I don't think that you should look in the link for a description or an explanation of
”the difference of doing any job you hate out of poverty (which is what plenty of people do), and doing prostitution out of poverty”.
However, I like the way you describe your job and your reasons for doing it! It is not all that different from my own situation. I am dealing with
students instead of
customers, I correct and grade papers instead of taking calls, but like you I don't pretend to do it because my life would be
meaningless without this activity. It gives me a pay check, and without the pay check, which I
need, I'd be doing something else. I don’t work to kill time, which is what many people – at least in my country – claim is the major reason for working, as if the pay check were just an extra benefit.
So, yes, you and I both
"do it out of poverty". I don't have to pay child support, but I suppose that you would also have to work even if you didn't have that expense on top of the others that an ordinary life demands. You have bills to pay, rent, have to put food on the table etc.
Unlike you, however, I don’t
hate my job, but I do hate certain aspects of it, not least grading and (consequently) flunking students!
Still, like I said, even so I have never considered prostitution an option because I would hate to have sex with somebody I do not find attractive. And I think that most people would feel the same way
And even if you hate your job, it’s probably not so unsavoury that you have to do drugs in order to endure it.
And even though I don’t know the exact wording of the questions answered by the prostitutes in San Fransisco, but I seriously doubt that they were asked if they would rather be stinking rich, live in luxury and never have to work another day in their lives than turn tricks! Questions in surveys like tend to be fairly realistic.
In other words, and I mentioned this already: When you are poor, i.e. when you don’t have the independent means to support yourself, you are forced to find some other way of buying the necessities of life. This means that you depend on the people with money, to whom you sell your services, and to that extent you can compare yourself with a prostitute – or a pauper. The difference is that the latter (usually) don’t even have the options that you do: the skills required for your services to be useful to the moneyed interest – and in this society these skills depend on the competition from suppliers like yourself. If you are slower or don’t do the job as well as somebody else, you may be out of a job even though you are not by definition without working skills. In capitalism you are. If you cannot sell the skills you have, they are worth nothing.
edited to add:
Okay I read it. It seems like a lot of confusing rhetoric to me. Sorry. To me, it doesn't prove a thing. It's trying to convince me that there's no free will when it comes to prostitution and if you are going to argue that, then I can argue right back that there is no free will in any job you take.
No, I’m not going to argue that, and, no, that is not what the article says. It never claims that there is
no free will, it is not a treatise on philosophy. Instead it describes the
very limited alternatives that this
free will has to
choose between:
The fundamental question of choice.
For the same reason, it is doubtful whether prostitution is ever a free choice. What proportion of prostitutes, given the possibility of earning the same or better in acceptable working con¬di¬tions and in which they did not need to sell their bodies, would choose nonetheless to continue in prostitution? A study made among prostitutes in San Francisco shows that nearly 90% want to leave the industry.

■ **WORK TO DO**:
- a) In the forum post about prostitution and poverty, what share of prostitutes in the San Francisco study want to leave the industry?
- b) Pick up the forum post about prostitution and poverty after its last sentence and keep writing it.

■ **SUPPLIED MATERIAL**:
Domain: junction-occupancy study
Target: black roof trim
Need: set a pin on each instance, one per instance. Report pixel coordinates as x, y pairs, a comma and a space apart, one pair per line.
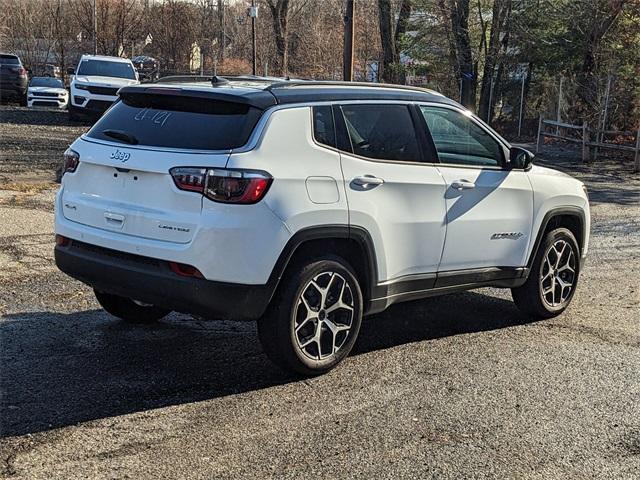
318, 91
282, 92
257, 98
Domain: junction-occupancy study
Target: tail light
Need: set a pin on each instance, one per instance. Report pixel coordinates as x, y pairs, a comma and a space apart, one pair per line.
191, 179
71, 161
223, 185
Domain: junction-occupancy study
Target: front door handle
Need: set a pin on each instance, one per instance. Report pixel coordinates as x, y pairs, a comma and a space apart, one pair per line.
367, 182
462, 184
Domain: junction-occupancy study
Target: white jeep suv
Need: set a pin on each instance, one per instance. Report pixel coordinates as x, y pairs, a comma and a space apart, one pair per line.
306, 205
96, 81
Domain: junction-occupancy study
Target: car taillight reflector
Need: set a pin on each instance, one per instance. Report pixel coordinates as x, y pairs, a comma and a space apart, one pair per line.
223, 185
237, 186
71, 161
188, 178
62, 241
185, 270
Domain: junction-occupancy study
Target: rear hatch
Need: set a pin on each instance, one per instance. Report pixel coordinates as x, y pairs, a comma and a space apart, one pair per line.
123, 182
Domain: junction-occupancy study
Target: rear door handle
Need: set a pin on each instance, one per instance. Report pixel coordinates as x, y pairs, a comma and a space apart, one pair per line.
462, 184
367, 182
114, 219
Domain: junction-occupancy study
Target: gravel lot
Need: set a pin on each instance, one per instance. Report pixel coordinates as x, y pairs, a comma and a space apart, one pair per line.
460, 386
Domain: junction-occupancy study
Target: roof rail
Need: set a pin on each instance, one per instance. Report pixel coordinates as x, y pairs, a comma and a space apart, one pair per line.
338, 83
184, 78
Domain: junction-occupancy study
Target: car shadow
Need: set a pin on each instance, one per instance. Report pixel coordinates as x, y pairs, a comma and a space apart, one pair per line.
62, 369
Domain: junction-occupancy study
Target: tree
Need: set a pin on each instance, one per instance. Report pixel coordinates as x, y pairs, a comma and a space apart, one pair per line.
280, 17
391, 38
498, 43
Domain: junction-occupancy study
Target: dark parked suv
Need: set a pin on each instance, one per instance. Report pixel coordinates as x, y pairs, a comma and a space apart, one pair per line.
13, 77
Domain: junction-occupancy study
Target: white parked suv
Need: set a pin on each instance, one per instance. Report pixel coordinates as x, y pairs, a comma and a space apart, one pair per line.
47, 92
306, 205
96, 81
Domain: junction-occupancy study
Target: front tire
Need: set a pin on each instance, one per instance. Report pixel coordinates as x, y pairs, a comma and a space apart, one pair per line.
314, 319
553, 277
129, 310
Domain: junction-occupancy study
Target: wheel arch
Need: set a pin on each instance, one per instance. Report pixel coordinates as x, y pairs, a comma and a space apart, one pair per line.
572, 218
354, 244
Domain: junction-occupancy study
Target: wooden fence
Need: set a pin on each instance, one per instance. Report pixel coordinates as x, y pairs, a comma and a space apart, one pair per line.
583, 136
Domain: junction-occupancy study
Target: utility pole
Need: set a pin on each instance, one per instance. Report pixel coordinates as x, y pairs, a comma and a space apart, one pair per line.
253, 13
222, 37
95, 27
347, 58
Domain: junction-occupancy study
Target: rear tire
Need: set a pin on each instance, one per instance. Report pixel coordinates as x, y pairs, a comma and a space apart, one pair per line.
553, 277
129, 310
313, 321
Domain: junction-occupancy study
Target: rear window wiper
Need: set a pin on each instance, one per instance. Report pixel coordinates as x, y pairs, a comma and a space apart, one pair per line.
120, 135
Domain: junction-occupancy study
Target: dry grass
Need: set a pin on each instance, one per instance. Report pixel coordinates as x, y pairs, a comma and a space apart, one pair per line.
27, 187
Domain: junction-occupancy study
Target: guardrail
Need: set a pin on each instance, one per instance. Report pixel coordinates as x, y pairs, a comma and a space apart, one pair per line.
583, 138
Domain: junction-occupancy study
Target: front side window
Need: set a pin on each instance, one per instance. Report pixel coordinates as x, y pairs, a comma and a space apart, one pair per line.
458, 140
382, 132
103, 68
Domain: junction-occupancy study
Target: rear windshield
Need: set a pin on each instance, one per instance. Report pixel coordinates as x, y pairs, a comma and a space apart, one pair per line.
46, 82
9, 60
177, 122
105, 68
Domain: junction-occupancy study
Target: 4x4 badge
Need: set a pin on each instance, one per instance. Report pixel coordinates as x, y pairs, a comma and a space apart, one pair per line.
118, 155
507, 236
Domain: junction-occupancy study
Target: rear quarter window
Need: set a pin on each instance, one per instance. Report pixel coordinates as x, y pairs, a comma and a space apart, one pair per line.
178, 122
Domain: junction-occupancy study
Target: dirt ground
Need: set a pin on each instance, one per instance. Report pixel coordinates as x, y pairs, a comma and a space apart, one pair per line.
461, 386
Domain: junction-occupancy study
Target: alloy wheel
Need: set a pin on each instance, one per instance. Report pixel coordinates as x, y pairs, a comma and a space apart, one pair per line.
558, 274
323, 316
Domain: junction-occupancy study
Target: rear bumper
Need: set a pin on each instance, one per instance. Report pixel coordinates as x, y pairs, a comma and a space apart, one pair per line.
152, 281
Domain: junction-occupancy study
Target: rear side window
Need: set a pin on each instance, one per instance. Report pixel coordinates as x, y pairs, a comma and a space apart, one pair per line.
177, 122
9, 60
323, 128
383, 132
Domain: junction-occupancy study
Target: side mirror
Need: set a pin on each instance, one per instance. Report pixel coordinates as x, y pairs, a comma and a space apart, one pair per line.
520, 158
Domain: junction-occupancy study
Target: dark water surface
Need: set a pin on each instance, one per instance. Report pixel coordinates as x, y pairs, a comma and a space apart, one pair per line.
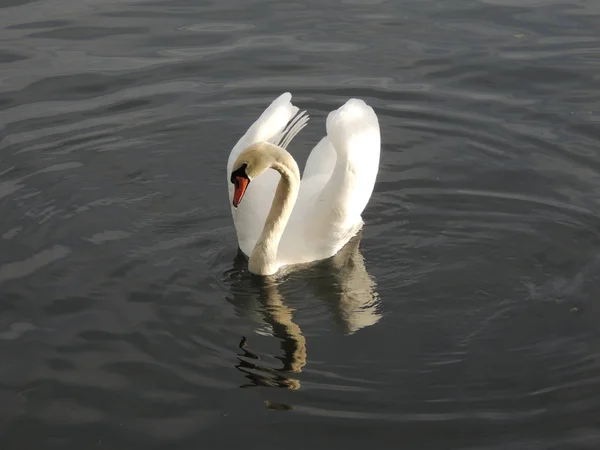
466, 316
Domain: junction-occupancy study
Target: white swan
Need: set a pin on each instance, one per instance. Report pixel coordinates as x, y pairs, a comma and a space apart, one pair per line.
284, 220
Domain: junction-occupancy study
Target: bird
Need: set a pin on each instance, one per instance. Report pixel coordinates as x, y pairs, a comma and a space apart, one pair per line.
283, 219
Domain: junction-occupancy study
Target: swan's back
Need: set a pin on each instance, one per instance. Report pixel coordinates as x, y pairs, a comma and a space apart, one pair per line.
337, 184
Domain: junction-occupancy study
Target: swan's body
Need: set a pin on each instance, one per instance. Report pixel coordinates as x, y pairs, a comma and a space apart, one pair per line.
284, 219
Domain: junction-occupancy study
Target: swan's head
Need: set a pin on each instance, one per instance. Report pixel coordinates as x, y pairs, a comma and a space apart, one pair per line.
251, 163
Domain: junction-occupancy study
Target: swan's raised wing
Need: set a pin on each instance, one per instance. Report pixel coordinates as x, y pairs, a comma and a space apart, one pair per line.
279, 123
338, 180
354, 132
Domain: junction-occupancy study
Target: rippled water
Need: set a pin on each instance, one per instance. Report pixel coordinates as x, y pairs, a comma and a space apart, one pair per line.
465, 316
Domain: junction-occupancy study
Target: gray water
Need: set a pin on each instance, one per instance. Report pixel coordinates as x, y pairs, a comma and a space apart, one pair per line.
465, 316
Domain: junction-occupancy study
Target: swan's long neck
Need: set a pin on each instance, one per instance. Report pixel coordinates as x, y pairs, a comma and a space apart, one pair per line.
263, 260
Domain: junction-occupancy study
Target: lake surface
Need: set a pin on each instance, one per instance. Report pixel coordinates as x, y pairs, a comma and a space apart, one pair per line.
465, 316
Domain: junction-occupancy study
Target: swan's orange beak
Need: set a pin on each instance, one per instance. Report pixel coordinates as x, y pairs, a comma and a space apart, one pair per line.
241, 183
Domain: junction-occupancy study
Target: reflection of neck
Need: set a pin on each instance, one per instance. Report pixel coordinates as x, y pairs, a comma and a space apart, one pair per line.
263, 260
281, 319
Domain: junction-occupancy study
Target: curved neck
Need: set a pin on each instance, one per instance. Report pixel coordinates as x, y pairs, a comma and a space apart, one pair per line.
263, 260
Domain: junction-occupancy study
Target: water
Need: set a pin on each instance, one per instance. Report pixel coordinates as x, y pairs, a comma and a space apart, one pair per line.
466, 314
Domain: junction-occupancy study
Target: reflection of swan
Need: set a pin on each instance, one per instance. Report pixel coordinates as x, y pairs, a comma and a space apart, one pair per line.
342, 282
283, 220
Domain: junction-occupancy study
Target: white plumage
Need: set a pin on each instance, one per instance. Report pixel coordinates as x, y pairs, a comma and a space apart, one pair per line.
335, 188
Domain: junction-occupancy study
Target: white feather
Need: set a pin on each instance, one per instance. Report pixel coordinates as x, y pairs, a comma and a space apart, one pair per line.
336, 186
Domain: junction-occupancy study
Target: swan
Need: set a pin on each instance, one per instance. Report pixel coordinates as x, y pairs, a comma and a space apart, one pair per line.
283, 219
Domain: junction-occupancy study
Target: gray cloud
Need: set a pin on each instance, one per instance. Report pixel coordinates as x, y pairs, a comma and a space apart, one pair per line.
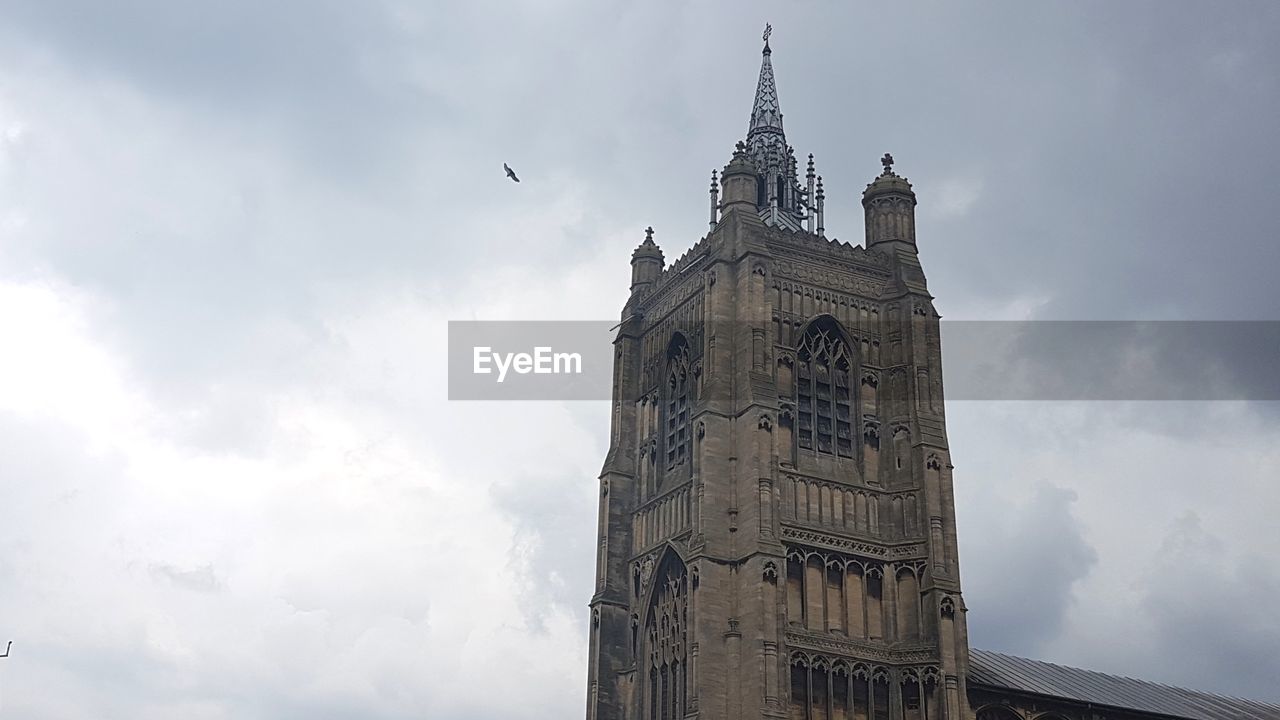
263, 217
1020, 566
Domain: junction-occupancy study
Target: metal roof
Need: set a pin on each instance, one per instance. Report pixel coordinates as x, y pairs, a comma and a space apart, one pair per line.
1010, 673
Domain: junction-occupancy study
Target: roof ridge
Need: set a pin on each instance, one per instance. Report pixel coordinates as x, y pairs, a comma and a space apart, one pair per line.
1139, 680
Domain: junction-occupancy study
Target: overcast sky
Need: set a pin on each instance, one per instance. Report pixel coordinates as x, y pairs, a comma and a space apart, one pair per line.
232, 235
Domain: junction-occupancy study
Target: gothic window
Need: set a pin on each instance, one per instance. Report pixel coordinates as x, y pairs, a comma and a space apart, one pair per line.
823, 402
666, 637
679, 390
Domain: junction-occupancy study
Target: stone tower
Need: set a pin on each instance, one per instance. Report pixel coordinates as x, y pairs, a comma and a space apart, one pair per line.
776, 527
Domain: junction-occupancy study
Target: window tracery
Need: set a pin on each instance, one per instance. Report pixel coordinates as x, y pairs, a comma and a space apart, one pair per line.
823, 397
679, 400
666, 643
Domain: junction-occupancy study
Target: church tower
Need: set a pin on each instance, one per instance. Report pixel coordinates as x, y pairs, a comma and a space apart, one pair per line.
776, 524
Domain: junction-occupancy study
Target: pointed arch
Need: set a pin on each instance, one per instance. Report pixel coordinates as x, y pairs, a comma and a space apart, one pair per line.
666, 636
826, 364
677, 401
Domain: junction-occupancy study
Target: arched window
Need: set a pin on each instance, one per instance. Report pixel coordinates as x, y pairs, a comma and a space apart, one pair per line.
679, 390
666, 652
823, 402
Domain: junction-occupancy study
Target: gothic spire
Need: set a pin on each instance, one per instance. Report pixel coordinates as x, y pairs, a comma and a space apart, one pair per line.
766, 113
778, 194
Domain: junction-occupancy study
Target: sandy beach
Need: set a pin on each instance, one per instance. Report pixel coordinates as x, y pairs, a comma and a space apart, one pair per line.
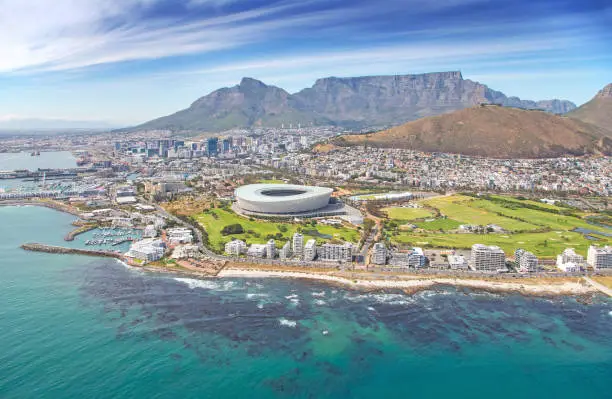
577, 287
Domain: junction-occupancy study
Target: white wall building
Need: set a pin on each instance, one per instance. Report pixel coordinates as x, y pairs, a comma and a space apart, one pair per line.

■ **ANSWERS PER TASK**:
- a) Nearly 90%.

- b)
It is worth noting that the regulation camp , to prove that prostitutes choose their profession freely, cite the fact that they prefer prostitution to, say, working in a sweat shop for 15 hours a day. Of course they do. But a choice between two forms of exploitation is not a free choice, nor ever has been, but is purely and simply an abuse of the term. Article 23 of the Universal Declaration of Human Rights could therefore only have been proposed by the regula¬tion camp by misrepresenting the very notion of "free choice".
http://www.fidh.org/lettres/2000pdf/angl/cah38uk.htm
Another study says:
http://www.prostitutionresearch.com/fempsy3.html
Apologists for prostitution legitimize it as a freely made and glamorous career choice. We are told that people in prostitution choose their customers as well as the type of sex acts in which they engage . Bell (1994) suggested that prostitution is a form of sexual liberation for women. We are also told that 'high-class' prostitution is different, and much safer than street prostitu¬tion. Referring to prostitutes in general, Leigh said 'most of us are middle class' (in Bell, 1994).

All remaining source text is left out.